» Your task
Every record must be written out once more, with nothing added or omitted.

» Supplied information
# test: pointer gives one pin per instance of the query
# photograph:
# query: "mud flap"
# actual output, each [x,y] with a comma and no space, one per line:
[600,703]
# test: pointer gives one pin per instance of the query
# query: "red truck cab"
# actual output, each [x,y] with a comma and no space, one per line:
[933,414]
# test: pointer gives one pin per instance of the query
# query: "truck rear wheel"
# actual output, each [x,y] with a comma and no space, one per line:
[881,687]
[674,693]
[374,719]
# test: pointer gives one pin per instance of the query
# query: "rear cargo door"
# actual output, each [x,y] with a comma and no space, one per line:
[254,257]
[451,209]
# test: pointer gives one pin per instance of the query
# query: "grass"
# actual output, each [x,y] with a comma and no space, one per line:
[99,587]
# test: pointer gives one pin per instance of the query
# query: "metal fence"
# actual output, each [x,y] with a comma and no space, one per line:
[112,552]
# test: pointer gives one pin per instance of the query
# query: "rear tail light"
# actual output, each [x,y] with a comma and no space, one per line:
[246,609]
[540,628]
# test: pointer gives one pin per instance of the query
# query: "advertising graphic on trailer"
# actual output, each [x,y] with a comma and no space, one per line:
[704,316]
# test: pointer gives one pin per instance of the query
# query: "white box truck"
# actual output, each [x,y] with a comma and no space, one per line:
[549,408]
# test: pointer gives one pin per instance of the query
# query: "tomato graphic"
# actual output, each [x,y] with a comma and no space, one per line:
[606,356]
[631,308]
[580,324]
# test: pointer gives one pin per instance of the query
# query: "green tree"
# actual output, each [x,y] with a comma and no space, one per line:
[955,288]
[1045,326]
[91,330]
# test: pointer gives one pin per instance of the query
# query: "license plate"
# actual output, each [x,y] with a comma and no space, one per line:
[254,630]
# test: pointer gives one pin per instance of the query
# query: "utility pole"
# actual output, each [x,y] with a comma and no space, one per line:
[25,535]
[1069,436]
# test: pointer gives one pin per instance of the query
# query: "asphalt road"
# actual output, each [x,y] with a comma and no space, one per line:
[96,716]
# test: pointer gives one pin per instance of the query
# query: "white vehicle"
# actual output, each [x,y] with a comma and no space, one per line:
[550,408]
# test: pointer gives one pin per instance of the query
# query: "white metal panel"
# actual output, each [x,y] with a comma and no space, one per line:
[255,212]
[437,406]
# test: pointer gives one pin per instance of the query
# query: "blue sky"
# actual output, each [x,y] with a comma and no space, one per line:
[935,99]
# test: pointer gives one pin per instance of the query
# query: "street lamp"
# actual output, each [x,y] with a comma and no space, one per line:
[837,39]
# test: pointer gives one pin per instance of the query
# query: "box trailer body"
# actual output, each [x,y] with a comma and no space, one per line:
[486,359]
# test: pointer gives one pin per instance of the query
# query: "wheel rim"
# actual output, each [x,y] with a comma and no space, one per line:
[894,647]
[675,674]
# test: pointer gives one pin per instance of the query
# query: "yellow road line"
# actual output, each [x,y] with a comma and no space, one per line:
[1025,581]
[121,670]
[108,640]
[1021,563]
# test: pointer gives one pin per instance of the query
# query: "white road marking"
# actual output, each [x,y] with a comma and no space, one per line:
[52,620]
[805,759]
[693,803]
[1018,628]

» Solution to this problem
# test: pointer gives one pin per instance of the query
# photograph:
# query: "mud flap"
# actual output, each [x,y] with a comma and no space, one per line:
[600,703]
# test: pointer gives one pin per instance of the query
# query: "red truck cab"
# actual output, each [x,y] with a comma and no space, one per line:
[933,414]
# test: pointer gives one pin per instance of the query
# query: "truck rear wheel"
# actual output, each [x,y] with a comma and no space, one per line:
[881,687]
[674,693]
[374,719]
# test: pointer gives one pin per instance of the query
# query: "rear cargo door"
# actual output, each [x,y] with a comma and no space, one per line:
[254,257]
[451,209]
# test: pointer gives one pin per instance of the query
# query: "grass"
# actual output, each [x,y] with a comma and no space, one per line:
[99,587]
# test: pointer gives one pin per instance of the query
# query: "metal fence"
# actual output, each [x,y] with a comma and no space, one per line:
[112,552]
# test: pointer gives one pin per instance of the query
# query: "rear tail light"
# actual output, each [x,y] with a comma and no space, one per line:
[246,609]
[540,628]
# test: pointer gives one pin per instance of the query
# query: "advertising graphic on trailer"
# actual output, each [x,y] with a comma and no space, one per line:
[704,316]
# test: pointer gives one pin per instance of the query
# query: "white box truck"
# actual output, each [x,y] with a comma and no space, one per line:
[549,408]
# test: pointer gives one pin per instance of the query
# query: "tomato graphic"
# actual output, each [x,y] with a comma and no space, one per line:
[606,356]
[631,308]
[580,324]
# test: pointer gives one pin per instance of the query
# query: "green tree"
# actual output, each [x,y] with a comma and no space, one per line:
[955,288]
[1045,326]
[91,330]
# test: pointer gives one pin per instance of the query
# query: "license plate"
# actual output, each [x,y] with a comma and no space, one per line:
[254,630]
# test: pointer gives one pin per instance of the query
# query: "utility pole"
# actual output, each [x,y] with a comma and no space, one per line:
[25,535]
[1069,436]
# test: pointer gives one pin per instance of the query
# query: "asphalt road"
# actual output, each [x,y] with a comma and no space, one per line:
[96,716]
# test: pointer gives one pin per instance of the query
# query: "white vehicle"
# actual output, each [x,y] with a comma and no space, one per line:
[550,408]
# test: pointer gives one pin per instance of the query
# query: "white metal panel"
# actual output, each [x,y] with a comma and no space, one per line:
[255,212]
[437,406]
# test: pointer gives one pin per instance of the query
# query: "blue sky"
# actual output, each [x,y] with a comma and no space, one per line:
[935,99]
# test: pointer gives one pin per instance of the query
# query: "street lamp"
# actual output, each [x,y] with a comma and no space, one per line:
[837,39]
# test: pointer gives one pin per instance of the query
# query: "box trailer body"
# actual output, each [x,y] with a comma and no space, one per line:
[486,359]
# test: pointer gives one pin per instance of the query
# query: "wheel rim"
# actual output, each [x,y] with a comma and no space, one per line:
[894,647]
[675,674]
# test: pointer gives one pin per instance of the query
# query: "yellow road line"
# actual output, each [x,y] with a comma and no space, one per line:
[1025,581]
[121,670]
[108,640]
[1021,563]
# test: pointer gives one pin per instance of the query
# query: "white road marking"
# actual output, each [x,y] with a comma and no space, one per line:
[52,620]
[805,759]
[693,803]
[1018,628]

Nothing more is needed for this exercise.